#### TEXTE FOURNI ####
La troisième voie d’Ankara
Tout en sauvegardant ses liens avec l’Europe, la Turquie a opéré une série de rapprochements avec ses voisins. Arabes et non arabes.
Maghreb : le modèle turc
C’est un fantasme dans l’air du temps. La diplomatie turque s’islamiserait. Frustré par la fin de non-recevoir opposée à sa candidature à l’Union européenne, la Turquie aspire désormais à renouer avec son passé, à redevenir la grande puissance musulmane qu’elle avait été du temps de l’Empire ottoman. Elle ne peut plus être considérée comme un allié fiable de l’Occident. Ouverture en direction de l’Iran et du Hamas palestinien, amitié avec Damas, relations privilégiées avec les pays du Maghreb, refus de s’associer à la condamnation internationale du régime soudanais et du président El-Béchir, détérioration des relations avec Israël, l’ancien allié stratégique : les apparences plaident en faveur d’un tel fantasme. Mais qu’en est-il en réalité ?
La Turquie a opéré ces dernières années une série d’inflexions et de réajustements diplomatiques. Elle s’est rapprochée de l’ensemble de ses voisins. Arabes et non arabes. Elle a ainsi entamé un processus de normalisation avec la Grèce, qui a longtemps fait figure d’ennemi héréditaire, et tente de nouer des liens avec la République d’Arménie – pour le moment sans succès.
En mars 2009, Abdullah Gül est le premier président turc à se rendre en Irak, depuis trente-trois ans. En novembre de la même année, Ahmet Davutoglu, le ministre turc des Affaires étrangères, en visite à Erbil, y a rencontré le leader kurde irakien Massoud Barzani. Ces initiatives, encore impensables il y a quelques années, traduisent moins un désir d’hégémonie qu’une volonté de réconciliation. La Turquie souhaite évoluer dans un environnement régional apaisé. Davutoglu aime d’ailleurs à résumer sa ligne en une formule : « Zéro problème avec nos voisins ».
#### ENREGISTREMENTS AFFICHÉS ####
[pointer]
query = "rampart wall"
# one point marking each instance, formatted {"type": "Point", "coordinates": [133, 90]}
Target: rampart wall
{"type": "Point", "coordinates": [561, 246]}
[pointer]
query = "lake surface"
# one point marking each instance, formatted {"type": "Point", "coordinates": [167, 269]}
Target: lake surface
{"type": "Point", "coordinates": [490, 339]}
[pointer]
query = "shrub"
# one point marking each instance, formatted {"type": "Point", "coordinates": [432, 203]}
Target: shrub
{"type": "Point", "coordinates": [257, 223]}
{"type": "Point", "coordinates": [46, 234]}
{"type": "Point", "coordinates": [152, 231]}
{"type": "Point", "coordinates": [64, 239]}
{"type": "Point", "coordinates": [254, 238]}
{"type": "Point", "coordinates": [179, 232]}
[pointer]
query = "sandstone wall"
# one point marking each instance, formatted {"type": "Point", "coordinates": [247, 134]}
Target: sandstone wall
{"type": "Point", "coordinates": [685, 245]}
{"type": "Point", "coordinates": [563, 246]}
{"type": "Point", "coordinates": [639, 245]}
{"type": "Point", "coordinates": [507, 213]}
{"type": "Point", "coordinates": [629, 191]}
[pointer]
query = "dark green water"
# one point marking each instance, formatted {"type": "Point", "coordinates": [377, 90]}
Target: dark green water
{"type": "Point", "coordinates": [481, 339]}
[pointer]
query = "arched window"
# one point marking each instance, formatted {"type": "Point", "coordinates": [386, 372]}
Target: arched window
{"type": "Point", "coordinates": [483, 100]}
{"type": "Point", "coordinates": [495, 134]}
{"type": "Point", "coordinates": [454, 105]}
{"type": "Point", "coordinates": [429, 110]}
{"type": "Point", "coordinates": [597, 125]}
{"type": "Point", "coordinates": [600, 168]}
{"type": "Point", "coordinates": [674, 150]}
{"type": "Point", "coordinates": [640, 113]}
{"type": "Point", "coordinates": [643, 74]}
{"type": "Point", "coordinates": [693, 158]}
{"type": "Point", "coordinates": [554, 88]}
####
● TÂCHE ASSIGNÉE 1:
D'après le texte sur la diplomatie turque, quand Abdullah Gül s'est-il rendu en Irak ?
● TÂCHE ASSIGNÉE 2:
Reprenez le texte sur la diplomatie turque à la suite de sa dernière phrase.
Les enregistrements ne jouent aucun rôle dans cet exercice.

● ESPACE DE RÉPONSE 1:
En mars 2009.

● ESPACE DE RÉPONSE 2:
Parallèlement, Ankara a accru sa visibilité sur la scène internationale en prenant l’initiative, de manière unilatérale ou concertée, sur un certain nombre de dossiers chauds, comme la Palestine, les relations syro-israéliennes ou l’explosive question du nucléaire iranien. Ici encore, l’intention est transparente : la Turquie souhaite s’émanciper diplomatiquement et aspire à un rôle de médiation et d’influence en rapport avec son nouveau statut de puissance émergente, membre du G20, le nouveau directoire économique mondial.
Pas de rupture avec Tel-Aviv
Mais les Turcs savent jusqu’où ne pas aller trop loin. Ainsi, en dépit des rodomontades du printemps, Ankara n’a jamais sérieusement envisagé une rupture pure et simple avec Tel-Aviv, option qui aurait ruiné ses relations stratégiques avec Washington. Il semble d’ailleurs que l’heure soit à l’apaisement, en coulisses du moins, puisque Turcs et Israéliens ont repris des contacts secrets et se sont entendus pour une « désescalade verbale ». Enfin, les Turcs sont toujours engagés aux côtés des États-Unis en Afghanistan, même si, à l’instar des Français et des Allemands, ils renâclent à envoyer plus d’hommes dans ce bourbier.
La Turquie restera donc sans aucun doute un allié de l’Occident. Mais elle n’entend plus jouer le rôle du chaouch.